> Required work:
1. Check the three statements below against the slope calculator text. For each, answer yes or no and quote the exact words of the text that decide it. (a) Slope is usually given as a percentage. (b) A negative slope means the land rises in the chosen direction. (c) A 0% slope amounts to flat land.
2. In the slope calculator text, rewrite the paragraph beginning "A positive slope (or grade)" as a short list that keeps its main facts.
3. According to the slope calculator text, what rise and horizontal distance does a slope of 30% describe?

Slope Calculator

Slope is a measure of the inclination or decline of land, road or surface. It indicates the variation in height in relation to a distance traveled.

Slope is generally measured in percentage (a slope of 30%, or a rise/change of 30 units for a run horizontal distance of 100 units).

By extension, some call slope, the angle $ a $ (a slope of 15 degrees).

The slope $ p_\% $ (in % percent) is calculated by the ratio of the height $ h $ by the width $ w $ (multiplied by 100 to get a percentage): $$ p_\% = 100 \times \frac{h}{w} $$

The slope $ p° $ (in ° degrees) is calculated by trigonometric functions: $$ p° = \arctan \left( \frac{h}{w} \right) \times \frac{180}{\pi} $$

The formula for converting slope from degrees to percentage is:$$ p° = \arctan \left( p_\% / 100 \right) \times \frac{180}{\pi} $$

The formula for converting slope from percentage to degrees is: $$ p_\% = 100 \tan( p° \times \frac{\pi}{180} ) $$

A positive slope (or grade) indicates that the land rise or is rising in the chosen direction (positive height difference), while a negative slope indicates that the land is falling or falling in the chosen direction (negative height difference).

A grade/slope of 0% means that there is no significant vertical change in the distance traveled. This is equivalent to flat land (no elevation).

The following equations allow us to find $ d $, $ h $, $ w $ from the angle $ a $ (in degrees)

$$ d = w / \cos(a \pi/180) $$

$$ h = d \sin(a\pi/180) = w \tan(a \pi/180) $$

$$ w = h / \tan(a \pi/180) $$

From the slope $ p_\% $ in percentage:

$$ d = w / \cos(\arctan( p_\% / 100 ) ) $$

$$ h = d \sin( \arctan( p_\% / 100 ) ) = w \tan( \arctan( p_\% / 100 ) ) $$

$$ w = h / \tan( \arctan( p_\% / 100 ) ) $$

> Data extract:
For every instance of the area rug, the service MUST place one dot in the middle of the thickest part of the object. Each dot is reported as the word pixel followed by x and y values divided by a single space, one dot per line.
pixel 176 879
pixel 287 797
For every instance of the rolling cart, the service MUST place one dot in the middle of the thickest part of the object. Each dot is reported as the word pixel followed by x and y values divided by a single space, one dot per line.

> Completed exercise:
1.
(a) Yes: "Slope is generally measured in percentage"
(b) No: "a negative slope indicates that the land is falling or falling in the chosen direction (negative height difference)"
(c) Yes: "This is equivalent to flat land (no elevation)."

2.
- Positive slope (or grade): the land rises in the chosen direction, so the height difference is positive.
- Negative slope: the land falls in the chosen direction, so the height difference is negative.

3. A rise of 30 units over a horizontal distance of 100 units.